_List of tasks_
1/ Please write out, word for word, the passage in the thread on the right shift operator that begins at the words "How can I prove" and ends after "the zero sequence?".
2/ In the thread on the right shift operator, on which space is the operator represented as multiplication by $e^{ix}$?
3/ List every sequence or function space named in the thread on the right shift operator.

_Source_
********
How can I prove that no series $x\in\mathscr{l}^2(\mathbb{Z})$ of the form $$\forall i\in\mathbb{Z}: x_{k-1}=\lambda x_k$$ exists other than the zero sequence?
In particular I want to prove that the point spectrum of the right shift operator $$R:\mathscr{l}^2(\mathbb{Z})\rightarrow\mathscr{l}^2(\mathbb{Z})$$ $$\forall i\in\mathbb{Z}:x_i\mapsto x_{i-1}$$ is empty. I did this for $\mathscr{l}^2(\mathbb{N})$ already but can't prove the first statement, which I think i need for the $\mathscr{l}^2(\mathbb{Z})$ case.
A representation of this operator is multiplication by $e^{ix}$ on $L^{2}[-\pi,\pi]$ with inner product $$ (f,g) = \frac{1}{2\pi}\int_{-\pi}^{\pi}f(t)\overline{g(t)}dt. $$ This is because $\{ e^{inx} \}_{n=-\infty}^{\infty}$ is an orthonormal basis of $L^{2}[-\pi,\pi]$, and $$ e^{ix}\sum_{n=-\infty}^{\infty}f_n e^{inx}=\sum_{n=-\infty}^{\infty}f_{n-1}e^{inx}. $$ A multiplication operator $M_{a}f=a(x)f(x)$ on $L^{2}$ cannot have an eigenvalue unless what you're multiplying by ('a' in this case) is equal to a constant on a set of non-zero measure because $$ 0 = \|(M_{a}-\lambda I)f\|^{2}=\int_{-\pi}^{\pi}|a-\lambda|^{2}|f|^{2}dx \\ \implies |a-\lambda||f| = 0\;\; a.e. $$
********
_Entries shown_
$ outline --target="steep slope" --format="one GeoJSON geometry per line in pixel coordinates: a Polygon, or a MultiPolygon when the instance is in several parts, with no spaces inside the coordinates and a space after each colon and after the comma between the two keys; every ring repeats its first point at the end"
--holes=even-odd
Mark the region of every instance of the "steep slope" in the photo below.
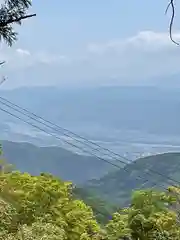
{"type": "Polygon", "coordinates": [[[126,170],[120,169],[99,180],[89,181],[84,188],[88,189],[89,194],[122,206],[129,202],[133,190],[150,187],[162,189],[178,182],[180,184],[180,153],[165,153],[138,159],[126,170]],[[175,181],[168,180],[168,177],[175,181]]]}
{"type": "Polygon", "coordinates": [[[59,147],[37,147],[29,143],[2,141],[4,158],[20,171],[48,172],[76,184],[99,178],[111,169],[95,157],[74,154],[59,147]]]}

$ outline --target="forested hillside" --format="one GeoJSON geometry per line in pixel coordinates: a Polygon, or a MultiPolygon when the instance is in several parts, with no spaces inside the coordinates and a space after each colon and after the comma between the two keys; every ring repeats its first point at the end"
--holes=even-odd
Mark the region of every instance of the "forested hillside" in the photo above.
{"type": "Polygon", "coordinates": [[[82,156],[60,147],[37,147],[30,143],[2,141],[6,161],[16,169],[38,175],[48,172],[63,180],[83,184],[103,176],[112,166],[95,157],[82,156]]]}
{"type": "Polygon", "coordinates": [[[89,181],[84,188],[90,194],[120,207],[130,202],[133,190],[152,187],[164,190],[169,185],[178,183],[180,184],[180,153],[165,153],[138,159],[125,169],[89,181]]]}
{"type": "MultiPolygon", "coordinates": [[[[5,168],[4,168],[5,169],[5,168]]],[[[179,240],[179,188],[138,191],[99,224],[72,185],[48,174],[1,171],[1,240],[179,240]],[[178,208],[177,208],[178,207],[178,208]]]]}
********
_Expected responses_
1/
How can I prove that no series $x\in\mathscr{l}^2(\mathbb{Z})$ of the form $$\forall i\in\mathbb{Z}: x_{k-1}=\lambda x_k$$ exists other than the zero sequence?

2/ $L^{2}[-\pi,\pi]$

3/ $\mathscr{l}^2(\mathbb{Z})$, $\mathscr{l}^2(\mathbb{N})$, $L^{2}[-\pi,\pi]$